** WORK TO COMPLETE **
In the data below, find the line that contains "request | drop a dot on each instance of the khaki" and the line that contains "request | drop a dot on each instance of the shoreline". Copy both, plus every line between them, exactly.

** EXCERPTED RECORDS **

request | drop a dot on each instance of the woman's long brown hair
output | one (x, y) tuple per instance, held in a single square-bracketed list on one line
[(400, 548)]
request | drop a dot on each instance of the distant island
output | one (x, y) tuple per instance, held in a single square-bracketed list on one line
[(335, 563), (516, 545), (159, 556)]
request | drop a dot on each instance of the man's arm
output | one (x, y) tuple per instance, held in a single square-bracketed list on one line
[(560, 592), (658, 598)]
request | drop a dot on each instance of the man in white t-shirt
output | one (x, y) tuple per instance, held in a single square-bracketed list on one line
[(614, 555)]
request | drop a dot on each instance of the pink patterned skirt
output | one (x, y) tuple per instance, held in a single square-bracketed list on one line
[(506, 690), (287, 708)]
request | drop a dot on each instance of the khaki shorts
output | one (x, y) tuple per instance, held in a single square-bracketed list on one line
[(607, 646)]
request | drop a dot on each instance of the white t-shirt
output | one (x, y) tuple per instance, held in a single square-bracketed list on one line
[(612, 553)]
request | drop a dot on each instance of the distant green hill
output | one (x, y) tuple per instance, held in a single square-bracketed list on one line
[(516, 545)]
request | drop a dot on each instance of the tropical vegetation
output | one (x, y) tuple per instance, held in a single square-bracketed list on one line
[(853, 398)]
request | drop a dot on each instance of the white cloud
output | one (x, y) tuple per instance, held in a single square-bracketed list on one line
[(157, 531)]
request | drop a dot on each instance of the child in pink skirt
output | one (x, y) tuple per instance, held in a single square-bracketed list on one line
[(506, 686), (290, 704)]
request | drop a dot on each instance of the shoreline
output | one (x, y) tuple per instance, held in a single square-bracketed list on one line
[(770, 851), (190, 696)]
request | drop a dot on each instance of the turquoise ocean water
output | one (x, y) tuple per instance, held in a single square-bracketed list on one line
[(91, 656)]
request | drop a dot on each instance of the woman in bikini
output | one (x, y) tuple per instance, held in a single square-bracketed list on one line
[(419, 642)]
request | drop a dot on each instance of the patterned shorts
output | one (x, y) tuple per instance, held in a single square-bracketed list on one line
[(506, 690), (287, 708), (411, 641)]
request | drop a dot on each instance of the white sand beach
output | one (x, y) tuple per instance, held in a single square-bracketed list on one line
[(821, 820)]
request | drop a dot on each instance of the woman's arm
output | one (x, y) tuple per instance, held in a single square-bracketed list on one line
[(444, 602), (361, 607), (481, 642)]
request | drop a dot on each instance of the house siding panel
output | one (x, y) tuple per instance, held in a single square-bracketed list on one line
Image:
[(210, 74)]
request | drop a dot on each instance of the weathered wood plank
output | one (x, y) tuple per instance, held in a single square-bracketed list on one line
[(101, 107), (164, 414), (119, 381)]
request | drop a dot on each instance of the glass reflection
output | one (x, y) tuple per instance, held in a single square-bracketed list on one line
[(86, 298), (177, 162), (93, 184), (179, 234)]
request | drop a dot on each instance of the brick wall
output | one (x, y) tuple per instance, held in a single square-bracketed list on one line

** RESULT FOR THIS EXERCISE **
request | drop a dot on each instance of the khaki shorts
output | one (x, y) tuple per instance, held in a single square-bracketed list on one line
[(607, 646)]
request | drop a dot on each instance of the white t-shirt
output | one (x, y) tuple per instance, held in a single square-bracketed list on one line
[(612, 553)]
request | drop a dot on each instance of the distant green hill
output | one (x, y) tuple per instance, held in a single square-bracketed list on one line
[(516, 545)]
request | drop a dot on each instance of the tropical vegetation
output | one (x, y) tuple per instance, held in a single square-bracketed list on one line
[(853, 398)]
request | drop a dot on each instance of the white cloud
output | one (x, y) tuple per instance, held in a single square-bracketed list on one line
[(157, 531)]
request | drop a dot on each instance of the child in pink skirt
output | one (x, y) tuple per instance, held in a single square-bracketed list on one line
[(506, 686), (290, 704)]
request | drop a dot on each instance of the shoreline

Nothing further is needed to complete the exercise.